Hi everyone,

reading an older post, where the optimal AP distribution for the skills AM, AV and MD was discussed (https://www.warzone.com/Forum/677054-busting-myths-wzi-1-avmd) I was wondering how FiveSmith computed the difference in profit from using the market strategy.
So I looked at the numbers and thought of possible formulas, since I have not found an exact formula in the forum yet and the shown percentage increase in the market is not correct either.

Here is the result:
The profit is basically a function of the sell price and the cost for buying alloys (until they are equal to the sell price). While the sell price is visible and the increase based on skills, techs and artifact is easily determinable, the cost evolution is trickier. The following formula seems to give the correct results though:

cost = [currentPrice + fixedPriceIncrease * (n+1)/2 ] * n,

where 'currentPrice' is the price you can read at the market,
'fixedPriceIncrease' is the actual price increase after each single buy of an alloy, and
'n' is the number of alloys you buy.

Since the 'cost' is displayed when you choose a number of 'n' alloys to buy, the 'fixedPriceIncrease'
can be approximated using this equation:

fixedPriceIncrease = 2*( cost/n - currentPrice )/(n+1)

The sell value is a simple relation of a fixed value and the the AV increase due to skills/artifacts/techs and
gives us a hint of the maximum profit to be earned from any alloy:

n_breakEven = ( sellValue - currentPrice )/fixedPriceIncrease,

maxProfit = [ sellValue - currentPrice - fixedPriceIncrease*( n_breakEven+1 )/2 ]*n_breakEven.

Apart from some round off errors due to the inaccurate display of cost, prices, and sell values this works
very well for the markets I've tested it and makes it easy to quantify the gain of profit and thus mercenaries when increasing
the alloy sell value.

Cheers

Interesting thoughts/calculations. I was also wondering about the n* (optimal amount n) and thus the maxProfit, but couldnt get past the priceIncrease function in my first thoughts and didnt get back to it later.

So the actual n* and maxProfit do not depend on the batch size that I buy/sell with, right?

And having the approximated value of the priceIncrease for the best alloy for each market and each map would be nice to have on pkmx's site, wouldnt it?
Would require some data gathering first tough...

Yeah it took me quite a while and I stopped caring about exact numbers inbetween. The observation by FiveSmith of quadratic behaviour kicked me off from the idea using exponential increases, which are related to the shown percentage numbers. With that I started to think about it again.

So the actual n* and maxProfit do not depend on the batch size that I buy/sell with, right?

Yes, the max profit is independent of the batch size you buy. I confirmed that on the first market in Far-Land by buying fixed batch sizes in many steps once and increasing batch sizes in a second attempt and got the exact same profits.

Request 1:
In the forum thread on alloy market profit, reproduce the passage between "Apart from some" and "site, wouldnt it?", inclusive, word for word.
Request 2:
Name every quantity that the alloy profit thread puts on the left side of an equals sign in a formula.
The listing after the thread plays no part in this work.

Data provided:

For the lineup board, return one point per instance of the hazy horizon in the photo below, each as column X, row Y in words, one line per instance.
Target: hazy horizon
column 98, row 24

Expected output 1:
Apart from some round off errors due to the inaccurate display of cost, prices, and sell values this works
very well for the markets I've tested it and makes it easy to quantify the gain of profit and thus mercenaries when increasing
the alloy sell value.

Cheers

Interesting thoughts/calculations. I was also wondering about the n* (optimal amount n) and thus the maxProfit, but couldnt get past the priceIncrease function in my first thoughts and didnt get back to it later.

So the actual n* and maxProfit do not depend on the batch size that I buy/sell with, right?

And having the approximated value of the priceIncrease for the best alloy for each market and each map would be nice to have on pkmx's site, wouldnt it?

Expected output 2:
cost, fixedPriceIncrease, n_breakEven, maxProfit